The task: Select every line in the material below that contains the string "exposed", and copy those lines. Matching is case-sensitive.

Data provided:

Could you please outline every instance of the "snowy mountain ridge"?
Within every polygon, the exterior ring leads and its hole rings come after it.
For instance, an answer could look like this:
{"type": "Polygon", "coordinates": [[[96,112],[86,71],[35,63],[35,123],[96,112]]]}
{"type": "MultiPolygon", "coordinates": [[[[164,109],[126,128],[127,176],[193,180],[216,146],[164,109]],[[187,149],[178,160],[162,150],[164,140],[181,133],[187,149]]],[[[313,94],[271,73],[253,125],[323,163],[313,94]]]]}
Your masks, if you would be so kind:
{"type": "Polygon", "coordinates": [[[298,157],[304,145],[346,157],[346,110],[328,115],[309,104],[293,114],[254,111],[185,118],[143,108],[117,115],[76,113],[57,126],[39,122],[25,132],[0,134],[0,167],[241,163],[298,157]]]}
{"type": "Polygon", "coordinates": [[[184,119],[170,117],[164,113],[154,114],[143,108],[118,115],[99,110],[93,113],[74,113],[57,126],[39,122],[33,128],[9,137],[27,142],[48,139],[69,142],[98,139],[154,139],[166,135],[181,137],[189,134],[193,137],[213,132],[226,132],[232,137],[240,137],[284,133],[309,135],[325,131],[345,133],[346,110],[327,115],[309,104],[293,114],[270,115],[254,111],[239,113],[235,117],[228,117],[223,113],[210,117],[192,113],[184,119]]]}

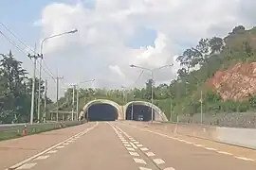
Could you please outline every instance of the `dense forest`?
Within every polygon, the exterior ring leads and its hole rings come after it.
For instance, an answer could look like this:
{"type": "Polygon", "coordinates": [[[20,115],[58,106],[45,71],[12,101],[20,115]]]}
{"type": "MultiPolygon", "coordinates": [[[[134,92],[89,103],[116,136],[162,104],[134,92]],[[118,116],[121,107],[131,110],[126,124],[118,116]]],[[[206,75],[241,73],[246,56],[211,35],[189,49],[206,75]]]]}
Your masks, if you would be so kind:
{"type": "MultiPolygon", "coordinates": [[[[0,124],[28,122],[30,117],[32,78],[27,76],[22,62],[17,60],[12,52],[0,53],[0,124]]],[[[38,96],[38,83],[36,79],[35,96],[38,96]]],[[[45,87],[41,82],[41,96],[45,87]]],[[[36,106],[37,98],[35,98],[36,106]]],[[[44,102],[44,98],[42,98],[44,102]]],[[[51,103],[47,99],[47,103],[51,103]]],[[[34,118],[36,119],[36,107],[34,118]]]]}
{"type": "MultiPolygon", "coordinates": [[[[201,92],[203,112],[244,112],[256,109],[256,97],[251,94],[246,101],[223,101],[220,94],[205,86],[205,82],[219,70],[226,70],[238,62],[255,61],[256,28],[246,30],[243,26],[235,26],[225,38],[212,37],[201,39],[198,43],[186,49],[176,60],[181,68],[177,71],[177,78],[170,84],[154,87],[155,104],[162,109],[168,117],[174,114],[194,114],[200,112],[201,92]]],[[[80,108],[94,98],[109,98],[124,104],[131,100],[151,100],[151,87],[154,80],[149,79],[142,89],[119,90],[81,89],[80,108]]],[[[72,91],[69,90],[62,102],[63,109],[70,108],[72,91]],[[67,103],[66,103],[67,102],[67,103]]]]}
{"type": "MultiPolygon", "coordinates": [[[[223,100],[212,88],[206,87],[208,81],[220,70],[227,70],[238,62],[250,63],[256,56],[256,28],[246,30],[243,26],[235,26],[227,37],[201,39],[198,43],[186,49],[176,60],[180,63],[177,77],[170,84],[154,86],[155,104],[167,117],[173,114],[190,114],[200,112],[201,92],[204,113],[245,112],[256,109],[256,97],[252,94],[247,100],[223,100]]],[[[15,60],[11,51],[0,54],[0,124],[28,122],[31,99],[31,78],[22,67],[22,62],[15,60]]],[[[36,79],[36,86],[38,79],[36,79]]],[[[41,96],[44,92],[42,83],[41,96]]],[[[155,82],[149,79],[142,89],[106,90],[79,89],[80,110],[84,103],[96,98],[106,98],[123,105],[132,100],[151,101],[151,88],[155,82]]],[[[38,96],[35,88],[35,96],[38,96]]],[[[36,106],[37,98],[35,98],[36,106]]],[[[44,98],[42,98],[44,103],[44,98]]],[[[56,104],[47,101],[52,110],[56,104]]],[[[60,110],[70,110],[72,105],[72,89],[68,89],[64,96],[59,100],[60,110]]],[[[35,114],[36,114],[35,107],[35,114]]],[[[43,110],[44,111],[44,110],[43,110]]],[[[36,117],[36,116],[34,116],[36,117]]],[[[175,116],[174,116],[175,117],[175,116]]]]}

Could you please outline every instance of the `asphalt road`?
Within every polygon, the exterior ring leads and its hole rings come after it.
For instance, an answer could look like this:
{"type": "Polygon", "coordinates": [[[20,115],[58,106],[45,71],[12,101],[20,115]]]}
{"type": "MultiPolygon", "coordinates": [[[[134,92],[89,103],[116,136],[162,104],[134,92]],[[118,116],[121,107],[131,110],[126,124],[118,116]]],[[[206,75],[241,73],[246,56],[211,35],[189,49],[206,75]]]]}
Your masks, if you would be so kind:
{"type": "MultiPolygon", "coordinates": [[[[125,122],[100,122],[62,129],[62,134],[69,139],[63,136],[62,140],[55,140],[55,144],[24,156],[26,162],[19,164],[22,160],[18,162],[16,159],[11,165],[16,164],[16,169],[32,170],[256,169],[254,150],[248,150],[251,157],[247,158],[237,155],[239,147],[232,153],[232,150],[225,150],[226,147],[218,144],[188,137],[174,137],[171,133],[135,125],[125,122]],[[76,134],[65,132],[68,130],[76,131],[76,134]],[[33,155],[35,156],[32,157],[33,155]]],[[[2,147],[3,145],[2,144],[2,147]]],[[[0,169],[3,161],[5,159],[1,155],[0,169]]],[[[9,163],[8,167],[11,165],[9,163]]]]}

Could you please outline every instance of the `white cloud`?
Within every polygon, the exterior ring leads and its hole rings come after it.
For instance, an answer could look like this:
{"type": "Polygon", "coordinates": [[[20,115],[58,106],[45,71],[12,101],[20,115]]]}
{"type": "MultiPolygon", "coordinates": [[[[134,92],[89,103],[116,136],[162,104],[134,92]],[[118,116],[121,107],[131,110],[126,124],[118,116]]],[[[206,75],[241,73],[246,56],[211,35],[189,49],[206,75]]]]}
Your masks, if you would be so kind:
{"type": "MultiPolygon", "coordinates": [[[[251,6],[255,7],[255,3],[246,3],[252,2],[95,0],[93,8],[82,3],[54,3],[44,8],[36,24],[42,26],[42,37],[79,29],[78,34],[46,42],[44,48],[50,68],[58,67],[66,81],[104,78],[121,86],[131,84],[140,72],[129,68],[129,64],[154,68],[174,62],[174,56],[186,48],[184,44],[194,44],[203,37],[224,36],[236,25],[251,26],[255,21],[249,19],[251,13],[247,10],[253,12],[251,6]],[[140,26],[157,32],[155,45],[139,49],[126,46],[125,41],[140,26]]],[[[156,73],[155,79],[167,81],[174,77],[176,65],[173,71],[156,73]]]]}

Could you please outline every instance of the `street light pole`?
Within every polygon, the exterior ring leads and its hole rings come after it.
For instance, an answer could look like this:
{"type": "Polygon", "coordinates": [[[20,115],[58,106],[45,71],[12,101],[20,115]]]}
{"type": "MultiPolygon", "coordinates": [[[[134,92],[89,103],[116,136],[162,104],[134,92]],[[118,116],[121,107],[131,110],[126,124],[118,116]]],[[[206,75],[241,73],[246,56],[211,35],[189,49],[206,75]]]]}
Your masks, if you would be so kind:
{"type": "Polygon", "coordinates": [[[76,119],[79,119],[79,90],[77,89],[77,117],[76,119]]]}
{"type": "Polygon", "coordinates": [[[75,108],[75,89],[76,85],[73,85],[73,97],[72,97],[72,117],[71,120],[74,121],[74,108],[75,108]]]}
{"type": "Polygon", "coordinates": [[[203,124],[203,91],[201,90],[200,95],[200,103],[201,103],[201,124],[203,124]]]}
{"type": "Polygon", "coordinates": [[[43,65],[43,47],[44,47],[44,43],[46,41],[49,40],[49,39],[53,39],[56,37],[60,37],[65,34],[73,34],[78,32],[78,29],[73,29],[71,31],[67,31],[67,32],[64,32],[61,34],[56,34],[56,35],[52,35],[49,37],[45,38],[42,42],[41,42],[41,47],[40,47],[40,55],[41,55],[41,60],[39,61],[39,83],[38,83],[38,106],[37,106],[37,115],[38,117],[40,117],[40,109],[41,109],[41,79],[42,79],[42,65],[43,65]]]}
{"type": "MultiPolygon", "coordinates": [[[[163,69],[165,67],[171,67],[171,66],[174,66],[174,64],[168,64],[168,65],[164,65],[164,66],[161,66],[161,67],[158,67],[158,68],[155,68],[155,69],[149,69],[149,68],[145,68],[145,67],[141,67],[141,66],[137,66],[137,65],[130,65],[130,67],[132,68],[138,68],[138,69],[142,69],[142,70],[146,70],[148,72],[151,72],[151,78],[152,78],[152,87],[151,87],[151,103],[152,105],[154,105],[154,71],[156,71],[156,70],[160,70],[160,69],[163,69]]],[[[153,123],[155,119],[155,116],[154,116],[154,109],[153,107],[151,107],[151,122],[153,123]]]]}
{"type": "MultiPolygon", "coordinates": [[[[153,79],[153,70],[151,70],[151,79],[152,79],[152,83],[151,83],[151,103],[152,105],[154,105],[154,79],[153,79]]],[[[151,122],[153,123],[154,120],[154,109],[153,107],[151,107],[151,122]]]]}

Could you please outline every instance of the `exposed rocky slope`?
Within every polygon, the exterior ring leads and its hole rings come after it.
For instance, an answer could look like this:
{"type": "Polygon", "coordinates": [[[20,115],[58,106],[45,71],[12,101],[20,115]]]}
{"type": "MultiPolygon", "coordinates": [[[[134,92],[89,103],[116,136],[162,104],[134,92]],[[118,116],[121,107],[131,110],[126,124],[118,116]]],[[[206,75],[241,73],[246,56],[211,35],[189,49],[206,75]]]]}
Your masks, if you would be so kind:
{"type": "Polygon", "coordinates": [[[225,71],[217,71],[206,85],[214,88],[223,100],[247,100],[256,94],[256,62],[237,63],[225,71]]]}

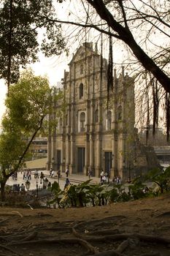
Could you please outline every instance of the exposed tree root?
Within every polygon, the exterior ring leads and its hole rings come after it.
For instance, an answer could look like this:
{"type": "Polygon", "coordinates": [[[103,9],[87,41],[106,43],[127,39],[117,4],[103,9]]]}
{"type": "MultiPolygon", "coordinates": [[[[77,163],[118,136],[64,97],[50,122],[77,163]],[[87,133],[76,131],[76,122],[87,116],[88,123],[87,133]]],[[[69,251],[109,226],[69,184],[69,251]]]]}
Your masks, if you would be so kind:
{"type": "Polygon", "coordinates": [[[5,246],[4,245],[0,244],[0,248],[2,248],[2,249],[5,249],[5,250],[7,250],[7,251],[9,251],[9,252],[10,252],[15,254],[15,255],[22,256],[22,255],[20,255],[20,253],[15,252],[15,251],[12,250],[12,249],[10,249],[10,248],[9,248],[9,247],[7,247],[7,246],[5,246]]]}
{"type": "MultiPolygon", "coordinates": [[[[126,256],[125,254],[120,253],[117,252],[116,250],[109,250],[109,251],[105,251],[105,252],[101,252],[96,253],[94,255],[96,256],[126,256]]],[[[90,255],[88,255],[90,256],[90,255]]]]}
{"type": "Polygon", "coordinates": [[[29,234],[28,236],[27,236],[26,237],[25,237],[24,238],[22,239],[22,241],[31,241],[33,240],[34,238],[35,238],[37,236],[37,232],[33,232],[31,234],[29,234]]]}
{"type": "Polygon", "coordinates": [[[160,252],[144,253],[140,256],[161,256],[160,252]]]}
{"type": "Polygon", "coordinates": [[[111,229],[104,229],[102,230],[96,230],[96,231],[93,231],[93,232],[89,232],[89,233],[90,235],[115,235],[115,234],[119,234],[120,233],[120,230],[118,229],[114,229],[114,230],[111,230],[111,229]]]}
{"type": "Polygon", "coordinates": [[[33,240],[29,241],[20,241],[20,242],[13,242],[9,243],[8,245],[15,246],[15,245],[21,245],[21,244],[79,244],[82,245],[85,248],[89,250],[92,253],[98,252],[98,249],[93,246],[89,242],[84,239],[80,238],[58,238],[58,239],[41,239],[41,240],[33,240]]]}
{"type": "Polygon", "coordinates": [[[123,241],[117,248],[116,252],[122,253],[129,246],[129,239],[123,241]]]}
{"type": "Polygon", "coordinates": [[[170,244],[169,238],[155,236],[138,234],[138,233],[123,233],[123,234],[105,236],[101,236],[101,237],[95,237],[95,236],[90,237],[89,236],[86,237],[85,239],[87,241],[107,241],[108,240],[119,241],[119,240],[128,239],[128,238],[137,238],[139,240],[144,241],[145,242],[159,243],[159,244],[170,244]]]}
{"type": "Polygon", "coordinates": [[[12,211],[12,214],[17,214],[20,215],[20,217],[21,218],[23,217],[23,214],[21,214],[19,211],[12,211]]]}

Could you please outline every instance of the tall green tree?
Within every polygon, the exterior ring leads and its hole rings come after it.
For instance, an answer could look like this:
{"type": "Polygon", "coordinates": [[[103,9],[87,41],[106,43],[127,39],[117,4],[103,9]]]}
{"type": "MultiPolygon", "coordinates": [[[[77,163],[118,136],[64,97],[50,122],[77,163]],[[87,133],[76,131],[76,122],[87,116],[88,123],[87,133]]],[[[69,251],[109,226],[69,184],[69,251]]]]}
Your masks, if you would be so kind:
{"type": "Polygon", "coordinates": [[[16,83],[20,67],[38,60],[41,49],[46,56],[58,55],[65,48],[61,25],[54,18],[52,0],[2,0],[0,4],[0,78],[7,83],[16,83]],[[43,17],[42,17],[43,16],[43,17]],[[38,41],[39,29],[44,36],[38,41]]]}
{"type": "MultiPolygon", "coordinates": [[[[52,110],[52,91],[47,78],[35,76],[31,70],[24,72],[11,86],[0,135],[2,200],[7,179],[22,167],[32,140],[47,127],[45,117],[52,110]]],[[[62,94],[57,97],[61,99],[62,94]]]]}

Complete answer:
Could you please outline every instance of the `exposed rocky slope`?
Could you please outline every instance of the exposed tree root?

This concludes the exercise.